• _DIRECTIVE_
Please read the data partitioning page below: according to it, what is the drawback of range partitioning?

• _PASSAGE PROVIDED_
Data Partitioning

Overview

Data partitioning (sharding) divides data across multiple nodes to achieve horizontal scalability. This skill covers partitioning strategies, consistent hashing, rebalancing, and handling cross-partition operations.

Key Concepts

Partitioning Strategies

┌─────────────────────────────────────────────────────────────┐
│                  Partitioning Strategies                     │
├─────────────────────────────────────────────────────────────┤
│                                                              │
│  1. Hash Partitioning:                                      │
│  ┌─────────────────────────────────────────────────────┐   │
│  │  key ──▶ hash(key) ──▶ partition = hash % N         │   │
│  │                                                      │   │
│  │  Pros: Even distribution                             │   │
│  │  Cons: No range queries, rebalancing pain           │   │
│  └─────────────────────────────────────────────────────┘   │
│                                                              │
│  2. Range Partitioning:                                     │
│  ┌─────────────────────────────────────────────────────┐   │
│  │  Partition 0: A-F                                    │   │
│  │  Partition 1: G-M                                    │   │
│  │  Partition 2: N-S                                    │   │
│  │  Partition 3: T-Z                                    │   │
│  │                                                      │   │
│  │  Pros: Range queries, sorted access                  │   │
│  │  Cons: Hot spots if keys not uniform                │   │
│  └─────────────────────────────────────────────────────┘   │
│                                                              │
│  3. Consistent Hashing:                                     │
│  ┌─────────────────────────────────────────────────────┐   │
│  │              0°                                      │   │
│  │         ╱────────╲                                   │   │
│  │       ╱    N1      ╲                                │   │
│  │     270°    •───────• 90°                           │   │
│  │       ╲    N3      ╱                                │   │
│  │         ╲────────╱                                   │   │
│  │             180°                                     │   │
│  │                                                      │   │
│  │  Key maps to next node clockwise on ring            │   │
│  │  Adding node only moves ~1/N keys                    │   │
│  └─────────────────────────────────────────────────────┘   │
│                                                              │
│  4. Compound Partitioning:                                  │
│  ┌─────────────────────────────────────────────────────┐   │
│  │  Partition key + Sort key                            │   │
│  │  e.g., (user_id, timestamp)                          │   │
│  │                                                      │   │
│  │  All items for user on same partition               │   │
│  │  Sorted by timestamp within partition               │   │
│  └─────────────────────────────────────────────────────┘   │
│                                                              │
└─────────────────────────────────────────────────────────────┘

Best Practices

1. Choose Partition Key Wisely

High cardinality, even distribution, query-aligned.

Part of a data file

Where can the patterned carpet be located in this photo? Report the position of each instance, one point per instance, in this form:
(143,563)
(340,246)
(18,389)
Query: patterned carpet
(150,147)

• _TASK SOLUTION_
It can create hot spots if the keys are not uniform.